**GIVEN PROBLEM A**
In the entries below, retype every line starting with the one that contains "the man's bare" and running through the end of the entries, copying each character unchanged.

It was bad enough that, to avoid the looming April 15 tax filing deadline, I was forced to gather up receipts for my annual sacrificial offering to the tax gods by pawing through my well-designed, er … highly functional … ummm … OK, dubious “filing system.” (Hey – I’m running out of shoeboxes over here!)

And then? We learned that the good ol’ boys and girls at the Internal Revenue Service issued an APOLOGY to the taxpayers for a $60,000 expenditure for – what? Making a movie.

That’s right, friends. A viewing of the IRS-produced video of an elaborate “Star Trek” spoof was demanded by the House Ways and Means Oversight subcommittee (tongue-twisting proof we REALLY NEED all those tax dollars funneled into Washington). When the IRS video subsequently went public, the proverbial poop hit the fan.

(Major alert: not content with just one foray into the realm of Tinsel Town, a second spoof was made by those crazy tax kids – “Gilligan’s Island,” featuring realistic scenic gems such as plastic palm trees.)

**RECORDS SUPPLIED**
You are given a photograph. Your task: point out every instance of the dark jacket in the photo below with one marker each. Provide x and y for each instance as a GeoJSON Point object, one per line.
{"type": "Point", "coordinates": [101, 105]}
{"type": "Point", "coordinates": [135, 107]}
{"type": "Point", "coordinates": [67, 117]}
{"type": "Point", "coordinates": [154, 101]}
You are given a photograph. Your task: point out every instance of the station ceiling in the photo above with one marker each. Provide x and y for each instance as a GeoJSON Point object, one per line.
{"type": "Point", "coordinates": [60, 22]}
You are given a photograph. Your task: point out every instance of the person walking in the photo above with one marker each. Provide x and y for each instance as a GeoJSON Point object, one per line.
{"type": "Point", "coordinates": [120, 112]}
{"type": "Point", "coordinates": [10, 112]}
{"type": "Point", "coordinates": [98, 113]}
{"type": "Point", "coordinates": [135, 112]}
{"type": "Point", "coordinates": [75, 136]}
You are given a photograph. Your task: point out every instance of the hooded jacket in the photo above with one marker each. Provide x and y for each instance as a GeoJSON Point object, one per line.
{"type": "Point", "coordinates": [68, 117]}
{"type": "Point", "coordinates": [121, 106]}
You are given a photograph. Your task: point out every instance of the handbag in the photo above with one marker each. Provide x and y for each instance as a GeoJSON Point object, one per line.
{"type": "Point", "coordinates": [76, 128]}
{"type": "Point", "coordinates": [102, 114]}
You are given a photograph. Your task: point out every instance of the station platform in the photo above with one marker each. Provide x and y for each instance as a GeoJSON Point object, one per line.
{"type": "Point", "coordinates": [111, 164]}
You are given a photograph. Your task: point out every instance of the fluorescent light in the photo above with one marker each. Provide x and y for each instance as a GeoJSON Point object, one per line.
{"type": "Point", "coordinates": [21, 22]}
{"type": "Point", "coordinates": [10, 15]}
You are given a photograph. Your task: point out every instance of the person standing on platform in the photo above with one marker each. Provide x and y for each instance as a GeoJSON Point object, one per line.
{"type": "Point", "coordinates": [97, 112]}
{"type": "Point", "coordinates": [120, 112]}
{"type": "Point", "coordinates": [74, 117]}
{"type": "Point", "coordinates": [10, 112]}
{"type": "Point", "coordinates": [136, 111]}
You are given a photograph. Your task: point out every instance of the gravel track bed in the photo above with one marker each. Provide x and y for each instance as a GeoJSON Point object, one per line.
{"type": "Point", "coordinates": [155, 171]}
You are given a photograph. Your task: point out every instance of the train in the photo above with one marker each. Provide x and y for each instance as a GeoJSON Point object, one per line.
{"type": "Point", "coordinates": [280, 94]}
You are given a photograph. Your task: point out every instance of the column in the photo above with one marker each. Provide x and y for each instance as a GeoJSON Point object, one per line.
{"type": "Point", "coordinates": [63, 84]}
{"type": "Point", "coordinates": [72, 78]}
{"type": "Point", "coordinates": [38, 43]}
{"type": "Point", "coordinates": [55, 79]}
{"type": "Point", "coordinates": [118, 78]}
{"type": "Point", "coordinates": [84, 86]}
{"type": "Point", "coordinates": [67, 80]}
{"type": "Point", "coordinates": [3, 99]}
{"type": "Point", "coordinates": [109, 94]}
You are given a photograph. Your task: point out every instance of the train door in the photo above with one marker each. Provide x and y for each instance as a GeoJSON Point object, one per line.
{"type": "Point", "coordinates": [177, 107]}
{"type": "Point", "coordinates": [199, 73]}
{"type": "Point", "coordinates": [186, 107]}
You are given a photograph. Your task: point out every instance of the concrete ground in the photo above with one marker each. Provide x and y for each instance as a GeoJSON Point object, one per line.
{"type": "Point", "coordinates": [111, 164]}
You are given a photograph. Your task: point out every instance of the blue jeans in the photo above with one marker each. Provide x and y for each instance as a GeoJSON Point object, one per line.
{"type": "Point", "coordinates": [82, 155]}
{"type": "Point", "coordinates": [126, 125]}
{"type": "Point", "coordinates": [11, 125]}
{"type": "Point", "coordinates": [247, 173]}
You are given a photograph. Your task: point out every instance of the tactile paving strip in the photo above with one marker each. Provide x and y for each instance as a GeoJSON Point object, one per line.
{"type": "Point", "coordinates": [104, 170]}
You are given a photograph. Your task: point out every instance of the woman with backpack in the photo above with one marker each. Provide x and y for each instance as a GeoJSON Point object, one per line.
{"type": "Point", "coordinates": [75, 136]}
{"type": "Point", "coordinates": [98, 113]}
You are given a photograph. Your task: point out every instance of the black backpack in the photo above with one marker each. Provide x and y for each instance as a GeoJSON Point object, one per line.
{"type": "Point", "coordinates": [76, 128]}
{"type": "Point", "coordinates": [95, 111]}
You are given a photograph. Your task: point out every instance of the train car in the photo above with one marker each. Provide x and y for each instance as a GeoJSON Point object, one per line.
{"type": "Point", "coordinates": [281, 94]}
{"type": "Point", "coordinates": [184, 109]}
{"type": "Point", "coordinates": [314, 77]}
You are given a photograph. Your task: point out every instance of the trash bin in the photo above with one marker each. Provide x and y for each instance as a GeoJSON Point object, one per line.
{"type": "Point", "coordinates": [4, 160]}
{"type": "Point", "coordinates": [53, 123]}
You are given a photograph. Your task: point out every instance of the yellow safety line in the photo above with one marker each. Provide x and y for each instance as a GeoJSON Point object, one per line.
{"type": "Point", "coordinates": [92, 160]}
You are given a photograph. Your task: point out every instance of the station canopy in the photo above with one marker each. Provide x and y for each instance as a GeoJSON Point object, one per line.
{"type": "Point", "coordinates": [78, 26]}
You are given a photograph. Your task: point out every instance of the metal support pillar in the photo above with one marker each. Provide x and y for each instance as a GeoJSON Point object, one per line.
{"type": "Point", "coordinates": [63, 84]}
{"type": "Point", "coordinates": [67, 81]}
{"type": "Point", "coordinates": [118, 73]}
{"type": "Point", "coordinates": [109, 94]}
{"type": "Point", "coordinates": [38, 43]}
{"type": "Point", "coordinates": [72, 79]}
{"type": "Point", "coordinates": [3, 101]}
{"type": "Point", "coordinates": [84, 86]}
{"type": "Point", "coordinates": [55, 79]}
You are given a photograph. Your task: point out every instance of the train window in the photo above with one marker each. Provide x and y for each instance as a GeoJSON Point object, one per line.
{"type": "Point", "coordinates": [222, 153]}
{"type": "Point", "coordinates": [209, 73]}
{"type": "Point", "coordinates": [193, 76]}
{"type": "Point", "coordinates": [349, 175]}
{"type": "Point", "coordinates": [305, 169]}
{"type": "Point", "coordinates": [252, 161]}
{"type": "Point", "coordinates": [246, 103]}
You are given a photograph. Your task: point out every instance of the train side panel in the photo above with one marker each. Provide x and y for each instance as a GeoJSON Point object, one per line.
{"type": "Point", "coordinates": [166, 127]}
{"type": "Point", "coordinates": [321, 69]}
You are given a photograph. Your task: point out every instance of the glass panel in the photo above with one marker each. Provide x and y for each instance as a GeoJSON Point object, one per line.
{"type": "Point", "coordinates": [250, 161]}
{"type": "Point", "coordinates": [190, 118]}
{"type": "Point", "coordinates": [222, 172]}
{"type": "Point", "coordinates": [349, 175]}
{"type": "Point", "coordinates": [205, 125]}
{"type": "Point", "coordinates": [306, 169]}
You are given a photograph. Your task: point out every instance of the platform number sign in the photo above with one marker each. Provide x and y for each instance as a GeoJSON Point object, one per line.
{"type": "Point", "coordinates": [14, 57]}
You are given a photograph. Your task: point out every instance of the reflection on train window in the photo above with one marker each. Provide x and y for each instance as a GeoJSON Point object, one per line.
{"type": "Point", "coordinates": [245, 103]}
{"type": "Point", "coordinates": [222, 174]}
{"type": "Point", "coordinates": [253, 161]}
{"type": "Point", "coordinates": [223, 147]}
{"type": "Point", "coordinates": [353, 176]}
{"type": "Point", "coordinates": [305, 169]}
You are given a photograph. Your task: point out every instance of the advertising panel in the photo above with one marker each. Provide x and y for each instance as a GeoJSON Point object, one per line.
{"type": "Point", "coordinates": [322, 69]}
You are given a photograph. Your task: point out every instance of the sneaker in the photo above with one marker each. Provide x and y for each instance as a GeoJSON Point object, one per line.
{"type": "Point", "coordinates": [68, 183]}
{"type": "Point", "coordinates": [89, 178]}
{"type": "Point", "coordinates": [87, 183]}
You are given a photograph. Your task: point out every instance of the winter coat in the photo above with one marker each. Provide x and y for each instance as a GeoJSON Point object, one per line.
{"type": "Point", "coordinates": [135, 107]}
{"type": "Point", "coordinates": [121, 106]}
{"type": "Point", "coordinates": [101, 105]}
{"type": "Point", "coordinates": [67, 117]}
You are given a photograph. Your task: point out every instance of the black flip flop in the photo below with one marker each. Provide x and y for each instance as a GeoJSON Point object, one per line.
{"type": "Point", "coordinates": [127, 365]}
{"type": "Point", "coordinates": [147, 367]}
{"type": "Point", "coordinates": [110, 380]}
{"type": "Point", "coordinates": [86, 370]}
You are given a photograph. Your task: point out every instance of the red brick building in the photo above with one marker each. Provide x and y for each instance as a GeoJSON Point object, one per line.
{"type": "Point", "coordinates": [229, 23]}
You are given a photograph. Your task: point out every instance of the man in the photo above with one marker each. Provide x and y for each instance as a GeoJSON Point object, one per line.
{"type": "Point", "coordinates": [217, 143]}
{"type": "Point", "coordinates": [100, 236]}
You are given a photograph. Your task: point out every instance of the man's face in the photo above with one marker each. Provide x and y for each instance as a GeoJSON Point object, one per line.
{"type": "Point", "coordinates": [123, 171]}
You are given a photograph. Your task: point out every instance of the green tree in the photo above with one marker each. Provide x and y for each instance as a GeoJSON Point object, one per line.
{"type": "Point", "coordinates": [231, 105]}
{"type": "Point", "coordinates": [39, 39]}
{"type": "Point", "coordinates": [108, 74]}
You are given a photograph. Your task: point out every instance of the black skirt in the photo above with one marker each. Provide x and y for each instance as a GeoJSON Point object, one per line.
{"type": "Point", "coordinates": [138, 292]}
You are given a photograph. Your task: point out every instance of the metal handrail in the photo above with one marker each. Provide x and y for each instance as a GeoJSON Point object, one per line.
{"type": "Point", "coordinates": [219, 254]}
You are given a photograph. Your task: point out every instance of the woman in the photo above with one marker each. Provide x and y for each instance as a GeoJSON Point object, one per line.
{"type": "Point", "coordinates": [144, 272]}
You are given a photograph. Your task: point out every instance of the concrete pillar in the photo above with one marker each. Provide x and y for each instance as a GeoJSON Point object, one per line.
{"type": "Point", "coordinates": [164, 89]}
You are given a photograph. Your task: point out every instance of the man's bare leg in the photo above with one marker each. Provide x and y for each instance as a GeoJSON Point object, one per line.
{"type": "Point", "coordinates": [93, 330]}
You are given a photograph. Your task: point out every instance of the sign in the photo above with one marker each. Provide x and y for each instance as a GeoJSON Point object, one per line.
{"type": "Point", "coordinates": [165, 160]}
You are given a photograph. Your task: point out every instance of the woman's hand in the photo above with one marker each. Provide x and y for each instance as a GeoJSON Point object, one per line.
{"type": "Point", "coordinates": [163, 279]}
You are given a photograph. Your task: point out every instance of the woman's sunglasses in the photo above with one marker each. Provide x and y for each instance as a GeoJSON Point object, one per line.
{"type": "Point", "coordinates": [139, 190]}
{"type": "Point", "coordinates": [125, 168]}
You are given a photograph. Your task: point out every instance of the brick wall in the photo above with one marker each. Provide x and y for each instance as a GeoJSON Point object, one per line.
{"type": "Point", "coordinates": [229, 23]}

**GIVEN PROBLEM B**
Pick up the piece above on the IRS's spoof videos after its last sentence and keep writing.

**TASK ANSWER A**
You are given a photograph. Your task: point out every instance of the man's bare leg in the photo above with one marker each. Provide x and y for each instance as a GeoJSON Point object, one per line.
{"type": "Point", "coordinates": [93, 330]}
You are given a photograph. Your task: point out every instance of the sign in the photo above with one marker each. Provide x and y for each instance as a GeoJSON Point object, one per line.
{"type": "Point", "coordinates": [165, 160]}
You are given a photograph. Your task: point out every instance of the woman's hand in the photo above with one marker each. Provide x and y for each instance as a GeoJSON Point object, one per line.
{"type": "Point", "coordinates": [163, 279]}
You are given a photograph. Your task: point out every instance of the woman's sunglasses in the photo above with one marker each. Provide x and y for each instance as a GeoJSON Point object, one per line.
{"type": "Point", "coordinates": [139, 190]}
{"type": "Point", "coordinates": [125, 168]}
You are given a photograph. Your task: point out every instance of the brick wall in the photo above with one marker each. Provide x and y for each instance as a GeoJSON Point object, one per line.
{"type": "Point", "coordinates": [229, 23]}

**TASK ANSWER B**
Created, ostensibly, as a training device, the six-minute “Star Trek” video features IRS employees elaborately costumed as the iconic characters from the popular sci-fi series. In the video, shown at an IRS employee conference in 2010, the “crew” is flying their Enterprise spacecraft toward the alien planet “NOTAX” where creatures are appallingly committing, um … tax fraud. And yes, the acting is atrocious.

Actor William Shatner, the original Captain Kirk and (ahem!) serious thespian, was “appalled” at the IRS’s take on the series that made him a household name. OK, so there can only be one Steven Spielberg, right? But that the IRS was taken to task for this ill-conceived venture into filmmaking.

Therefore, I am offering my services to the IRS for a venture into a little training video-making of my own. And you won’t owe me a dime, IRS. That’s right. I’ll just keep what I’d normally pay you every year and we’ll call it even. And lest you think I don’t have any worthy training video ideas, well, just listen up.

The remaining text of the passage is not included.